- [Excerpt]:
= Tassa =

Caribbean drum ensemble with Indian roots

In Trinidad and Tobago, and other parts of the Caribbean, the term tassa refers to a drumming ensemble drawn from an amalgamation of various North Indian folk drumming traditions, most importantly dhol-tasha, a style that remains popular today in many parts of India and Pakistan. Beginning in the 1830s and lasting until 1918, dhol-tasha was taken around the world by Indian workers, mostly from present-day Bihar and Uttar Pradesh, enmeshed in a global scheme of indentured labor in British, French, and Dutch territories.

== History ==
Tassa is a drum ensemble with ancient Persian origins, also known as Taash or Taasha drums. These drums disseminated to the Indian subcontinent with the Mughal migration, and from India spread worldwide with the Indian diaspora. The tassa drum proper is a conical or bowl-shaped nagaara- (aka nagada or nagaada) type drum which is played with a heavy bass drum called dhol, or simply "bass", and brass cymbals or metal shakers called jhaanj or jhaal (Hindi/Sanskrit). Tassa-dhol ensembles of three to five players are especially common in street processions, whether associated with Indian weddings, political rallies, Hindu festivals, or Muslim festivals, especially Muharram (known as "Hosay" in Jamaica and Trinidad, a colloquialization of Hussain). In Maharashtra, ensembles of several dozen drummers compete in festivities honoring the deity Ganesh. Drummers in these ensembles are often amateurs, or specialists in other drum traditions. Brought by indentured workers to the Caribbean, Fiji, Mauritius, and Africa in the 19th century, tassa ensembles have flourished with great dynamism in Trinidad and Tobago, where they were used in the Hindu Phagwah, Muslim Hosay festival, and also in Florida, the New York metropolitan area, the United Kingdom, the Netherlands, Texas, the Greater Toronto Area, California, Australia, New Zealand, and various other places where Indo-Caribbean and Indo-Fijian diasporic communities are found.

== Instrument construction ==
Traditionally, the tassa is made by tightly covering a clay shell with goat skin, using an intricate, archaic process. The hides of monkey, deer, and horse are periodically used. When ready to play, the goat skin is heated by aid of a fire to tighten the head, making the pitch higher. This process is called "standing it up". In this way, the pitch can stay high for 20–30 minutes, until the heat dissipates from both the skin and the inside of the drum. Contemporary tassa drums are made by cutting an empty coolant tank or buoy in half and attaching a synthetic drum skin to the top of it with nuts and bolts, welding it shut. Synthetic drums do last longer and do not have to be adjusted as frequently. Although synthetic drums last longer, they deviate from the long-standing tradition of clay and goatskin and, according to some connoisseurs and aficionados, do not sound as well due to its limited range of pitch and cold, metallic, twangy tones.

- [Items]:
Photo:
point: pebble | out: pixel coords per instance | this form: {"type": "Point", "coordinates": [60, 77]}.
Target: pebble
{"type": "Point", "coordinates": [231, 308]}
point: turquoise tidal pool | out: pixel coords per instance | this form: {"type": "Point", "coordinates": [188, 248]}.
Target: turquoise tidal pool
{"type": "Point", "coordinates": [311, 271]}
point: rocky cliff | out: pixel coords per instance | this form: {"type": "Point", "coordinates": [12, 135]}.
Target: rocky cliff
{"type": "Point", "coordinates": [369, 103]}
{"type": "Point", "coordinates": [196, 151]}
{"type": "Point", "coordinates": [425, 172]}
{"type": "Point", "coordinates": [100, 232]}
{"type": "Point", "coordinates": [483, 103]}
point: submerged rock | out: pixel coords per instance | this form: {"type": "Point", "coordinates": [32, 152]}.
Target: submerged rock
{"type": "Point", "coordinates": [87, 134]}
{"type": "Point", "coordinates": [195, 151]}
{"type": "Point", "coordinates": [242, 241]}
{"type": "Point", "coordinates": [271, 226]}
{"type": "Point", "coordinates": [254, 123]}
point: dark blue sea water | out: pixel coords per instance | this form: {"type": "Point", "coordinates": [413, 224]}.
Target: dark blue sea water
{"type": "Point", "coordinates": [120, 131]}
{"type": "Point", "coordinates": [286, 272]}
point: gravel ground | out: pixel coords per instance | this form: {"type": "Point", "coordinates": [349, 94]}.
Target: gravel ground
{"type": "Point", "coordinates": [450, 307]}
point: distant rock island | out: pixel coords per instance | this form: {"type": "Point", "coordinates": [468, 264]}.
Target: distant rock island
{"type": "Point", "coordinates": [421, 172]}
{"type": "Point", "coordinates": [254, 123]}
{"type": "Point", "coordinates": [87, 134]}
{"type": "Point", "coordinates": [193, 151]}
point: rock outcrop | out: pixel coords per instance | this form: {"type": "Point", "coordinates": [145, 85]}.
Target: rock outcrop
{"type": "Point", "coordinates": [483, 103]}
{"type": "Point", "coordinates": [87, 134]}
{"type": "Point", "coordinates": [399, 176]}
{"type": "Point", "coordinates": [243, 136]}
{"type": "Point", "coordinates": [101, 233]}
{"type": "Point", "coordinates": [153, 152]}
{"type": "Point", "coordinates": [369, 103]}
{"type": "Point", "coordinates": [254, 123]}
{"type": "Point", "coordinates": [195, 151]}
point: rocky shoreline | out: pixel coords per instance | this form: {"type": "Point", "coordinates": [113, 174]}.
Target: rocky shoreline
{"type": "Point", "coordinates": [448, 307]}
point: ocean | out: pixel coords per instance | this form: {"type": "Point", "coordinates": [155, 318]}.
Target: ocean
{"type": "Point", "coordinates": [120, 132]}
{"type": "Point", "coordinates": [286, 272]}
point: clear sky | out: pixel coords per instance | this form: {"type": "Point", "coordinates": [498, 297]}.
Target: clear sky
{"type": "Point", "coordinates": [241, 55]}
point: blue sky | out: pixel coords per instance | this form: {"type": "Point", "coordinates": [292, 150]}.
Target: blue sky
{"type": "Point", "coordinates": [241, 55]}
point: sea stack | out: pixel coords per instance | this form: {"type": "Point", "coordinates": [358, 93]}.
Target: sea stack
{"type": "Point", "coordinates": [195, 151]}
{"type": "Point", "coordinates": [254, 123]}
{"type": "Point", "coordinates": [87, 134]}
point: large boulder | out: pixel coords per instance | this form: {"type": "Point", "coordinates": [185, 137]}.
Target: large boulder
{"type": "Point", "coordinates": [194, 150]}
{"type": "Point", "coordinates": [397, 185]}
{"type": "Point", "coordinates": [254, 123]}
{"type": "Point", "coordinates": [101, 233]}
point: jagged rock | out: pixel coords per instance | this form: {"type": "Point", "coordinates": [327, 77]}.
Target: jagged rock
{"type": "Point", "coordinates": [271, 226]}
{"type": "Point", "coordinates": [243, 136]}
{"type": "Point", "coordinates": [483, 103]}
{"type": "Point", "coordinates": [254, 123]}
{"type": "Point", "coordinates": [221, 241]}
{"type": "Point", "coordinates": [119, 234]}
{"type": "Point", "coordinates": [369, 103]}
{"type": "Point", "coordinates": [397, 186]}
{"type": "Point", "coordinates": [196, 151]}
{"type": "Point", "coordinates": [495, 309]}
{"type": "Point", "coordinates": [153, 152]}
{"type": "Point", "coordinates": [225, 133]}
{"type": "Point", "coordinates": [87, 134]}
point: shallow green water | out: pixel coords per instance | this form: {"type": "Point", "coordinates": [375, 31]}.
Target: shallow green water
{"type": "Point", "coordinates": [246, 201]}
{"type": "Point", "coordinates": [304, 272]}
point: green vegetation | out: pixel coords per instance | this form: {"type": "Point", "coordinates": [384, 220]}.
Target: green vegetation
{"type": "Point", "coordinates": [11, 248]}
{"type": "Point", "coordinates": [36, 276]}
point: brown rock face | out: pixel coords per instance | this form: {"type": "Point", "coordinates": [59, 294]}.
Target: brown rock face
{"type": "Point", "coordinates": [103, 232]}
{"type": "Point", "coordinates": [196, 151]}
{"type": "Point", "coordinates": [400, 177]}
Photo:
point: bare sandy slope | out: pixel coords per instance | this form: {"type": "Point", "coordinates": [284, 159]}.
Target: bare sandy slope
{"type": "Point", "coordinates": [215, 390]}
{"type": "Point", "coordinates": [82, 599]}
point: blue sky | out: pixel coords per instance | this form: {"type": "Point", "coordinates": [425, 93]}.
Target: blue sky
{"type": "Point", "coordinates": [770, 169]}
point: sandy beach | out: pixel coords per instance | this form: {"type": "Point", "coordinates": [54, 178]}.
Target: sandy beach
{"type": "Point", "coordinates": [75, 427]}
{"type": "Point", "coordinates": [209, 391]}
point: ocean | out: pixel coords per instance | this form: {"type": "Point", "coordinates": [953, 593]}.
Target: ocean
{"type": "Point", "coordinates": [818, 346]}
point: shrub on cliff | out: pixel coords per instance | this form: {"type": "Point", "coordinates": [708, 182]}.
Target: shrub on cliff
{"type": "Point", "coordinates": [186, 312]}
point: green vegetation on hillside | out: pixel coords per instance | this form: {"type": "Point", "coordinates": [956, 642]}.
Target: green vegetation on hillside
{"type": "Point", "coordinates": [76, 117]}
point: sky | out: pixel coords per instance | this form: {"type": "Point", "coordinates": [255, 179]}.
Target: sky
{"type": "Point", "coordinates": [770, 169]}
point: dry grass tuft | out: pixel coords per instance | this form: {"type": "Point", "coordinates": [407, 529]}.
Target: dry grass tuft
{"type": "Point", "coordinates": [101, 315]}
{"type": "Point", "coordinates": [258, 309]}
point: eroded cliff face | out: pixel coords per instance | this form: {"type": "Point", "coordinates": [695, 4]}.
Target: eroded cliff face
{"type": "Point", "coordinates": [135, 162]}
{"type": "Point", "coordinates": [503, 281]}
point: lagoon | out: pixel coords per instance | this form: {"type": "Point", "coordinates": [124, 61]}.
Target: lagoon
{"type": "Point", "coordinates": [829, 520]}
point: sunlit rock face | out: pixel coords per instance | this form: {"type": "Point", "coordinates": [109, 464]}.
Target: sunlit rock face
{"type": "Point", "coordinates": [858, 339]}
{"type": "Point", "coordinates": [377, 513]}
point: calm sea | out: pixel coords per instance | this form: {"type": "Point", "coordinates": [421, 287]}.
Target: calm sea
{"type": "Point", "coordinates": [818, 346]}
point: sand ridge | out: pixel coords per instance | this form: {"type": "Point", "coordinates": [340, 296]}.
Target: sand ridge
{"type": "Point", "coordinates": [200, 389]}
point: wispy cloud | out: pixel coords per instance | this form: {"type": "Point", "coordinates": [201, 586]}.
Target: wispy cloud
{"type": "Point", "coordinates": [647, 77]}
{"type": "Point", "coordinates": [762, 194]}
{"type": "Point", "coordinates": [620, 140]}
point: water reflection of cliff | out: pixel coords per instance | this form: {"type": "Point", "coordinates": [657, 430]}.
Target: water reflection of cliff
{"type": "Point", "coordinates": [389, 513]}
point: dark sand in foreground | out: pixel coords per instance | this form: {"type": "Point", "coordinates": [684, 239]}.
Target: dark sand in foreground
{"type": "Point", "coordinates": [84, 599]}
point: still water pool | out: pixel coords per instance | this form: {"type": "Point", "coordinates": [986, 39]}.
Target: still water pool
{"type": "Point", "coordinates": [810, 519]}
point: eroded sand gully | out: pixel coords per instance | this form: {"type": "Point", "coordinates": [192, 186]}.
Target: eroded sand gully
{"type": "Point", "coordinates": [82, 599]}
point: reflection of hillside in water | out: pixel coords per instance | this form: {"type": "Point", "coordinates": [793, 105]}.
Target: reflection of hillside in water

- [Exercise requirements]:
[1] Set down, word for word, the part of the tassa article starting with "Caribbean drum ensemble" and going on through "and Dutch territories.".
[2] List every line in the entries that contains the string "eroded", counting only matches with the same capitalization.
The tassa article and the entries are separate material with no connection between them.

- [Results in order]:
[1]
Caribbean drum ensemble with Indian roots

In Trinidad and Tobago, and other parts of the Caribbean, the term tassa refers to a drumming ensemble drawn from an amalgamation of various North Indian folk drumming traditions, most importantly dhol-tasha, a style that remains popular today in many parts of India and Pakistan. Beginning in the 1830s and lasting until 1918, dhol-tasha was taken around the world by Indian workers, mostly from present-day Bihar and Uttar Pradesh, enmeshed in a global scheme of indentured labor in British, French, and Dutch territories.

[2]
point: eroded cliff face | out: pixel coords per instance | this form: {"type": "Point", "coordinates": [695, 4]}.
Target: eroded cliff face
point: eroded sand gully | out: pixel coords per instance | this form: {"type": "Point", "coordinates": [192, 186]}.
Target: eroded sand gully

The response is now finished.